> [Task statement]:
Write the records below out again word for word, with the pictures removed.

********

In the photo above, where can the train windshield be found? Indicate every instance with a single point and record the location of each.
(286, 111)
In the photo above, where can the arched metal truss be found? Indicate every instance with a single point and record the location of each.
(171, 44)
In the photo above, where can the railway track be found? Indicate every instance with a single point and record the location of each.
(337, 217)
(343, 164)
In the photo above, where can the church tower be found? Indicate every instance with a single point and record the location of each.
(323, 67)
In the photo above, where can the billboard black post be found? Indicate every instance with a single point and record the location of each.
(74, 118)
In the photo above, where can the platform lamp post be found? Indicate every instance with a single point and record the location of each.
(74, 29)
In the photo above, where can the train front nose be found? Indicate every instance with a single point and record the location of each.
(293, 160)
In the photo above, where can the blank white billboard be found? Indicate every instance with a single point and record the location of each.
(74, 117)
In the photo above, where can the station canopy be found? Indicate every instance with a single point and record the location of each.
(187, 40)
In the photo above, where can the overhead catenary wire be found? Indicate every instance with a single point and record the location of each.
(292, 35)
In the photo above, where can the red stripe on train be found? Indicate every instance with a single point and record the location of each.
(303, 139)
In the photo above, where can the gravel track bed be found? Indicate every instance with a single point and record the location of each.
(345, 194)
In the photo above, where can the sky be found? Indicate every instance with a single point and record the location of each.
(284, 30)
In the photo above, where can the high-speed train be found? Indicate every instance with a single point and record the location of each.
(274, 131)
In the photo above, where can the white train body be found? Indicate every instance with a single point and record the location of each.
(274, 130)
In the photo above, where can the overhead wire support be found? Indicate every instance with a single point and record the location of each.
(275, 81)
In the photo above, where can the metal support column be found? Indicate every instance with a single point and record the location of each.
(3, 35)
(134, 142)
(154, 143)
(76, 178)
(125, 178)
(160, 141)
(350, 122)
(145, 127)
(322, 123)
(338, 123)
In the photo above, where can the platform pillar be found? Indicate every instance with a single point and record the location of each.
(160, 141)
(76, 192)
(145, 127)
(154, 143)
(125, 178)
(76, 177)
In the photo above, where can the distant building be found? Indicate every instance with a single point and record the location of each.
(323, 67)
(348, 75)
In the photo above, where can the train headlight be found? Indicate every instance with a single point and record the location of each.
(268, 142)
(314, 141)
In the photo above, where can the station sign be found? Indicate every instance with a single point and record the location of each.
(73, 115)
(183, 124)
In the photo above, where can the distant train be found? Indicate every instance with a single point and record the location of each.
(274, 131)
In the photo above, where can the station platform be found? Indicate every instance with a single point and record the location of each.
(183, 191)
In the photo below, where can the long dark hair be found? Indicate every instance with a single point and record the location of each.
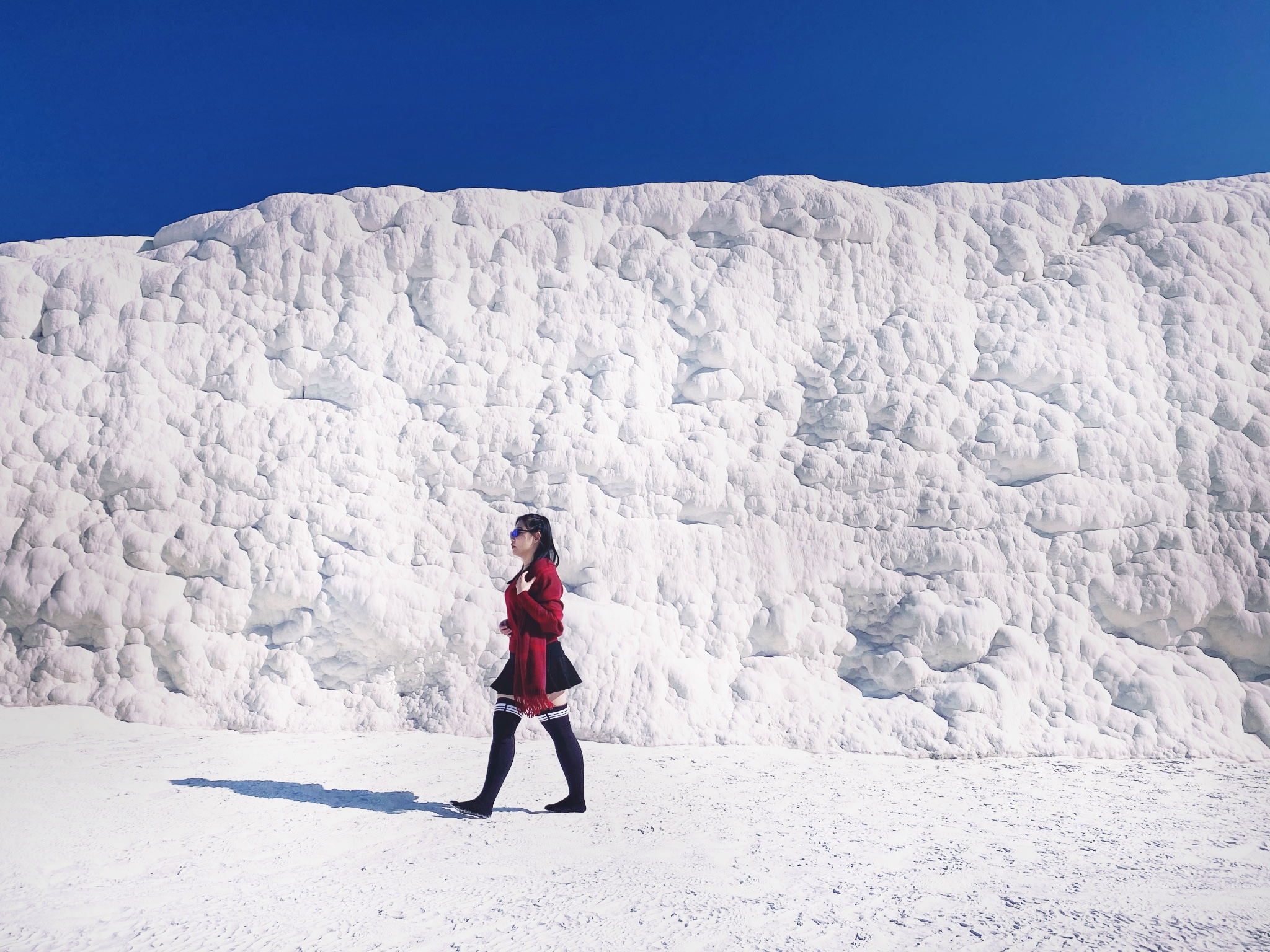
(534, 522)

********

> [Answer section]:
In the photo above, where can the train windshield be found? Indicate every instance with a single point and record the location of each.
(286, 111)
In the photo above, where can the arched metal truss be found? Indicate every instance with a single point and record the location of each.
(171, 44)
In the photo above, where can the railway track be found? Indicate every instance with a single point and record the location of each.
(337, 217)
(343, 164)
In the photo above, where can the church tower be found? Indicate every instance with a single point and record the location of each.
(323, 67)
In the photo above, where can the billboard black post be found? Indicate every instance with a single point and record the location of each.
(74, 118)
In the photo above, where can the platform lamp post be found? Indicate every instance with a single point and record the location of each.
(74, 29)
In the photo above, where can the train front nose be found? Indicate every instance with a single point and record the location of each.
(293, 160)
In the photo above, where can the blank white billboard be found? Indicate every instance with a single point and record the location of each.
(74, 117)
In the photo above, where can the station canopy be found? Indicate every instance with a single point and record the location of each.
(187, 40)
In the photo above, where can the overhead catenary wire be found? Indicate every instance with a single point and record the location of each.
(292, 35)
In the photo above, where can the red stripe on train be found? Indicate every instance with a single point and record the location of each.
(303, 139)
In the photo above, where can the gravel track bed be found? Indicate every instance with a single point and record the location of each.
(345, 194)
In the photo above, where can the sky be found? Indicate every instance with a single point and record the location of each.
(284, 30)
In the photo above, where can the high-speed train be found? Indicate every instance with a single point and record the location of each.
(274, 131)
In the photo above, where can the white train body be found? Indicate every instance with a single point and record the location of each.
(274, 130)
In the photo above, where can the overhead wire support be found? Indicate every instance with a single point and record the location of each.
(275, 81)
In the photo above, where can the metal support column be found? Indicate every instance with a single point and record the location of each.
(3, 35)
(134, 142)
(154, 143)
(76, 178)
(125, 178)
(160, 141)
(350, 122)
(145, 127)
(322, 123)
(338, 123)
In the photo above, where can the platform pillar be found? Indicate every instance with a single point and record the location of each.
(160, 141)
(76, 192)
(145, 127)
(154, 143)
(125, 178)
(76, 177)
In the photo above, where can the distant building be found? Indicate every instance with a single point and record the location of each.
(323, 67)
(348, 75)
In the photo above, where can the train headlight be found? Indicate every instance with a single point and record the location of each.
(268, 142)
(314, 141)
In the photo above, where can the station sign be found? Indicate every instance with a single point and record the location of each.
(73, 115)
(183, 124)
In the photo above, where can the distant train be found? Indicate every instance with a single point and record the location of each.
(274, 131)
In the photo above, where can the station platform be found? Indicate every instance with a single point and record the location of each.
(183, 191)
In the photo below, where can the long dark hair be found? Indicate every instance with a single point and record the location of each.
(534, 522)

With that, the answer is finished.